_Goal of the exercise_
Select and reproduce each line below that contains the word "flour".

_Task input_
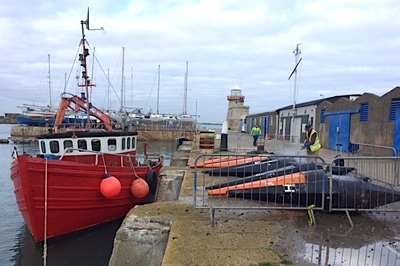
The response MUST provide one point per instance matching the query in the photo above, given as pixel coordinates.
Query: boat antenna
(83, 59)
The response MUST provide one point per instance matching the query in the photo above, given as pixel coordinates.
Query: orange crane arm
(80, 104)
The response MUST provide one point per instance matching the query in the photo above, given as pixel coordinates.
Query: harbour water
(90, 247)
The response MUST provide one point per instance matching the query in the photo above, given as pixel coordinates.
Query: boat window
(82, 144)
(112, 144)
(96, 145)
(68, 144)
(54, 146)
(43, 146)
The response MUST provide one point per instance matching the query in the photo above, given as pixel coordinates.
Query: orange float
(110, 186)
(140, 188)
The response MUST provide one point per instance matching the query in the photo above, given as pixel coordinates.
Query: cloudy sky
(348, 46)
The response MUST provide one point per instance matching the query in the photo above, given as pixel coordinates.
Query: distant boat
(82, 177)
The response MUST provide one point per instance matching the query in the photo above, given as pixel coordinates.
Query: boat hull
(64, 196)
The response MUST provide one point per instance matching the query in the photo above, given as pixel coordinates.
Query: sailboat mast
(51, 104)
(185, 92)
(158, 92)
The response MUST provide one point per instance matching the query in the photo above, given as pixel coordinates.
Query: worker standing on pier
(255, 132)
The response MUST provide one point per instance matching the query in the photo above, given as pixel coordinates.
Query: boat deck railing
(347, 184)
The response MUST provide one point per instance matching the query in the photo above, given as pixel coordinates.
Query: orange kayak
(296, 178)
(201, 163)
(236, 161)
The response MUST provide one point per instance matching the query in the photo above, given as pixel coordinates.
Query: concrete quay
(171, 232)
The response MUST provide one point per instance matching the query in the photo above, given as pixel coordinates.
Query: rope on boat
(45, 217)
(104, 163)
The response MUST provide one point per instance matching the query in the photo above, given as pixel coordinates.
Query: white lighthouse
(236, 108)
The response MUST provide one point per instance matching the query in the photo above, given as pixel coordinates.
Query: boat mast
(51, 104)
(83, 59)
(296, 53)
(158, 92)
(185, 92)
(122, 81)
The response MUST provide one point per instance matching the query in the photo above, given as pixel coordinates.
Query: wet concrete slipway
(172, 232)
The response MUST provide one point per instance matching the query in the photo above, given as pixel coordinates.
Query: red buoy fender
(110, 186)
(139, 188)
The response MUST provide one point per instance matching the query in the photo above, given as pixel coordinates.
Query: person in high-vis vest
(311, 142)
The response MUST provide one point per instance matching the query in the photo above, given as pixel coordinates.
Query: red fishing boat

==

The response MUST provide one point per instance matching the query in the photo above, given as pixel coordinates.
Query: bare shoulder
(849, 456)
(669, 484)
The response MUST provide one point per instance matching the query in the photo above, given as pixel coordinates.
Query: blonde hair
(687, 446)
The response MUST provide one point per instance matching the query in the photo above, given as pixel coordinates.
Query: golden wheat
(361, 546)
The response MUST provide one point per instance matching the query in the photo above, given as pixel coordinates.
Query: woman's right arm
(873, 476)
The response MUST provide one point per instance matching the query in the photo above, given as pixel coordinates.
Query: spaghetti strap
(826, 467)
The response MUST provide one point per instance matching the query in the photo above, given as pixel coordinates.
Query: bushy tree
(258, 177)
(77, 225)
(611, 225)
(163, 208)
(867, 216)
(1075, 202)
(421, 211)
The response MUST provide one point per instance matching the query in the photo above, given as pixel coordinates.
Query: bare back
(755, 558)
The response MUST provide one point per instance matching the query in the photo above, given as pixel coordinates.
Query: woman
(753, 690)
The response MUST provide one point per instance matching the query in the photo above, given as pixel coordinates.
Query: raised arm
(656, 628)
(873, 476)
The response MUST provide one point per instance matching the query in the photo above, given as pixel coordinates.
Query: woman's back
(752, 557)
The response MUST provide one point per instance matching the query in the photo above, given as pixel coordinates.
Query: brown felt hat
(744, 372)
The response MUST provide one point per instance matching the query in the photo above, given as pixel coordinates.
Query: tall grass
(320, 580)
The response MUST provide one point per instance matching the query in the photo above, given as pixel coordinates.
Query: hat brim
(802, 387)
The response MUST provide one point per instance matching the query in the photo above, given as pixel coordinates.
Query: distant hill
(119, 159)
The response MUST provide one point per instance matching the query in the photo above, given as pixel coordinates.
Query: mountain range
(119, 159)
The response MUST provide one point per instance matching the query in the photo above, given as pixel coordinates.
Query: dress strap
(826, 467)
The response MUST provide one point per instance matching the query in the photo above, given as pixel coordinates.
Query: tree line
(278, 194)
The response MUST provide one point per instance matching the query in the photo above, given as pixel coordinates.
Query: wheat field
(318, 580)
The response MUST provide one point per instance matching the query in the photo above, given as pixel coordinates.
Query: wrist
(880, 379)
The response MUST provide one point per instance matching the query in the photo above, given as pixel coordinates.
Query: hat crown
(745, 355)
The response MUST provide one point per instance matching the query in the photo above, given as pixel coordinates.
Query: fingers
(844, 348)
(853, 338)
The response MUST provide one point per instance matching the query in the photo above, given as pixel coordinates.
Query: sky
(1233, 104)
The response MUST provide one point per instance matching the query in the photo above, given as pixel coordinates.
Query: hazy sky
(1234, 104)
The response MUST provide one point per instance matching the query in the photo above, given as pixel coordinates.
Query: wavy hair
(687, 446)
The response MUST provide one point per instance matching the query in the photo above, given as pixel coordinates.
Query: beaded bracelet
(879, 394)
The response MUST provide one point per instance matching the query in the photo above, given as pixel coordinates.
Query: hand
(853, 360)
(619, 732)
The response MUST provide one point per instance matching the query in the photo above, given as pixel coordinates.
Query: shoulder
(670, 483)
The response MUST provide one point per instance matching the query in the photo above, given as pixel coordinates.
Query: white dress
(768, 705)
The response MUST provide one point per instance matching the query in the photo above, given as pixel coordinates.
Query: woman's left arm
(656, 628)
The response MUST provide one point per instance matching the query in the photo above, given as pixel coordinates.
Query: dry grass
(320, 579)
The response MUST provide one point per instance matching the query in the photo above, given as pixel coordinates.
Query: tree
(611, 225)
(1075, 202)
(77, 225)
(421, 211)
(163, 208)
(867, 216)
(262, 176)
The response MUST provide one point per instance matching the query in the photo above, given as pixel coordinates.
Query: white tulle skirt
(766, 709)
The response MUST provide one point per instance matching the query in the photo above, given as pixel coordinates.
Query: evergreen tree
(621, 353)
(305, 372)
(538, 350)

==

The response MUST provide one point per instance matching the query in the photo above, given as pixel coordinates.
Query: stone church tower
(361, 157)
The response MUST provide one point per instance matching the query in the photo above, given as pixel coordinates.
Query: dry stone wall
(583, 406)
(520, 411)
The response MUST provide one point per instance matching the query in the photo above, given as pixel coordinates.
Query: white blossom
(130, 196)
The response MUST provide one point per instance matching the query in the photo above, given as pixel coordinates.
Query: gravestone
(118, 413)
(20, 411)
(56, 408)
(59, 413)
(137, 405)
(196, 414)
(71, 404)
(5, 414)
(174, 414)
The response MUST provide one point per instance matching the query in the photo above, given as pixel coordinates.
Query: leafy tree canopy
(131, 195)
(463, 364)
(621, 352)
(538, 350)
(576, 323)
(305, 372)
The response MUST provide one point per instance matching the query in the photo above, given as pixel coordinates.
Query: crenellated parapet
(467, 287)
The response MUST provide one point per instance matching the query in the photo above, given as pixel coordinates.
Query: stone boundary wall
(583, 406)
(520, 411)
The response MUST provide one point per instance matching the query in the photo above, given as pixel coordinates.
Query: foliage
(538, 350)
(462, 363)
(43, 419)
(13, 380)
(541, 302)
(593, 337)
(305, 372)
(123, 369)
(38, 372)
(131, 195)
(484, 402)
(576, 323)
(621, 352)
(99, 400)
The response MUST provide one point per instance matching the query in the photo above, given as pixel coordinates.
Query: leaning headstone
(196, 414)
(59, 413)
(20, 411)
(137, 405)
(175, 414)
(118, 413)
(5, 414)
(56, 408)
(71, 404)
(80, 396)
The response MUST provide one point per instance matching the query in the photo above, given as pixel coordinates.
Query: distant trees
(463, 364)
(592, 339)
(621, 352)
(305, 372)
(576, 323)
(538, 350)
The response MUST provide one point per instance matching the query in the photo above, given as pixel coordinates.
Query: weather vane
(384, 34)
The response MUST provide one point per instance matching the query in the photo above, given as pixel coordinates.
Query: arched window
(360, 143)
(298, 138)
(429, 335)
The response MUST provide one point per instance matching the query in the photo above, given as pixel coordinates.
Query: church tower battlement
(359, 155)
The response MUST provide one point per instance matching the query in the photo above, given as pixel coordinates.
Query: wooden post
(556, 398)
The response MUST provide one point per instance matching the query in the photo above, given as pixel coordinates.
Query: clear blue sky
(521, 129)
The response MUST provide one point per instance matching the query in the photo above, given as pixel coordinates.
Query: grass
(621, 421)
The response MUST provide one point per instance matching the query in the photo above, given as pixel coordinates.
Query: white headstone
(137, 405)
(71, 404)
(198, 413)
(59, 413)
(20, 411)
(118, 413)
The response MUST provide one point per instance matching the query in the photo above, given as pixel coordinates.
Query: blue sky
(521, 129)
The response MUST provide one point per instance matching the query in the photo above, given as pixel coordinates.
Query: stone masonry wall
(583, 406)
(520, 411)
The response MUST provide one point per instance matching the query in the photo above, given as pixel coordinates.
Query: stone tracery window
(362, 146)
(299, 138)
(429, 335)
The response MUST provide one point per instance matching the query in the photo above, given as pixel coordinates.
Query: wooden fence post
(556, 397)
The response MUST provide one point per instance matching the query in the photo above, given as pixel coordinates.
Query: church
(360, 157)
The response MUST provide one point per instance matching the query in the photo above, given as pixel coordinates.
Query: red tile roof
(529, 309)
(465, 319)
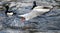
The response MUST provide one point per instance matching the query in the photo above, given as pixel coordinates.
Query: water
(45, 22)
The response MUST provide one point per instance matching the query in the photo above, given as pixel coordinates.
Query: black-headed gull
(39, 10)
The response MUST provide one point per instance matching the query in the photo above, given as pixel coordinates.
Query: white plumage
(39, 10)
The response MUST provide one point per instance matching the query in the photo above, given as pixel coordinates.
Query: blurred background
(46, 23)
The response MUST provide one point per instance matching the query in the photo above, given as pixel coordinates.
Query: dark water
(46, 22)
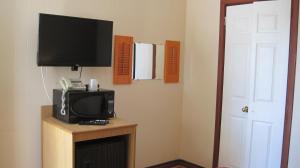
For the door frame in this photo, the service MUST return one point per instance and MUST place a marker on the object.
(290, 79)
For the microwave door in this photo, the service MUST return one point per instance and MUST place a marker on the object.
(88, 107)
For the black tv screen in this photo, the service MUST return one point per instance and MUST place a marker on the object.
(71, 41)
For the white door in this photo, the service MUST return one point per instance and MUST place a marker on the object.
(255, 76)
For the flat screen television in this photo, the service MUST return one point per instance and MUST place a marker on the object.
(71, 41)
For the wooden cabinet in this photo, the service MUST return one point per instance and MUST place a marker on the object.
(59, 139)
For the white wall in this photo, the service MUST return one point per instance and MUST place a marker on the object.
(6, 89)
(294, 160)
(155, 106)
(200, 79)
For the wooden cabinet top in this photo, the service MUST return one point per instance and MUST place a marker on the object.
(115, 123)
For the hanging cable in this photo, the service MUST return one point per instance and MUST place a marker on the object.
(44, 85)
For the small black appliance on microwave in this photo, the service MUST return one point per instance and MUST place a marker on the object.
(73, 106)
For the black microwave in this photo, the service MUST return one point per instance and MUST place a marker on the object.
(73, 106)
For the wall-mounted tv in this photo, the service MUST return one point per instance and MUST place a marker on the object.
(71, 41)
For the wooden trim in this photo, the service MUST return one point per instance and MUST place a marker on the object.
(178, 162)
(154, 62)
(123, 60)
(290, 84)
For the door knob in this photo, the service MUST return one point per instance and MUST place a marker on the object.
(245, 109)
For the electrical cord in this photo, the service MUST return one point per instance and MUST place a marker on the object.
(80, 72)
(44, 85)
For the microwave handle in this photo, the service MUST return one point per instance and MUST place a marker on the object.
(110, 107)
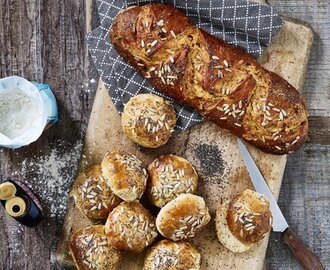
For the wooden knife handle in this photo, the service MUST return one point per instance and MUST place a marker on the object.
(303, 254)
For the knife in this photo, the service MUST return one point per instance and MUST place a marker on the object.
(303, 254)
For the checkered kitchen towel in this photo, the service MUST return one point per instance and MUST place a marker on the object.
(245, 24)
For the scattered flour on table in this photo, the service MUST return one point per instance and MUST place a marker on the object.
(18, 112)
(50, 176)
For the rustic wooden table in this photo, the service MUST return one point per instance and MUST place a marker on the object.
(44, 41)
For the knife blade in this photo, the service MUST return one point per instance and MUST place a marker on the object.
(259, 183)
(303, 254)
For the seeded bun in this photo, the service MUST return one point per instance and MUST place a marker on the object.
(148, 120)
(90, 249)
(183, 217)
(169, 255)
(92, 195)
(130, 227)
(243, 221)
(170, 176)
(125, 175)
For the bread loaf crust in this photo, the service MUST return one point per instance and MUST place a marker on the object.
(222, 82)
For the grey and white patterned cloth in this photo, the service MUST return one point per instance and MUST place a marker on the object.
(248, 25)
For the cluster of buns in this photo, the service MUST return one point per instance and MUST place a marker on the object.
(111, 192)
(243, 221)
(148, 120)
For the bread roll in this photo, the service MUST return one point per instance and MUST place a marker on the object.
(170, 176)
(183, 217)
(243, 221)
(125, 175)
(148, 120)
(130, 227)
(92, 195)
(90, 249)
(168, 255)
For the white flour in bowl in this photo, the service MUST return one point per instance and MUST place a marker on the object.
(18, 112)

_The output_
For the scattered flour on table in this photo, the service MUST return one point per instance and MUST place a marker on the object.
For the white flour in bowl in this photo, the service MUST return one point per instance and MUST place a marker on the object.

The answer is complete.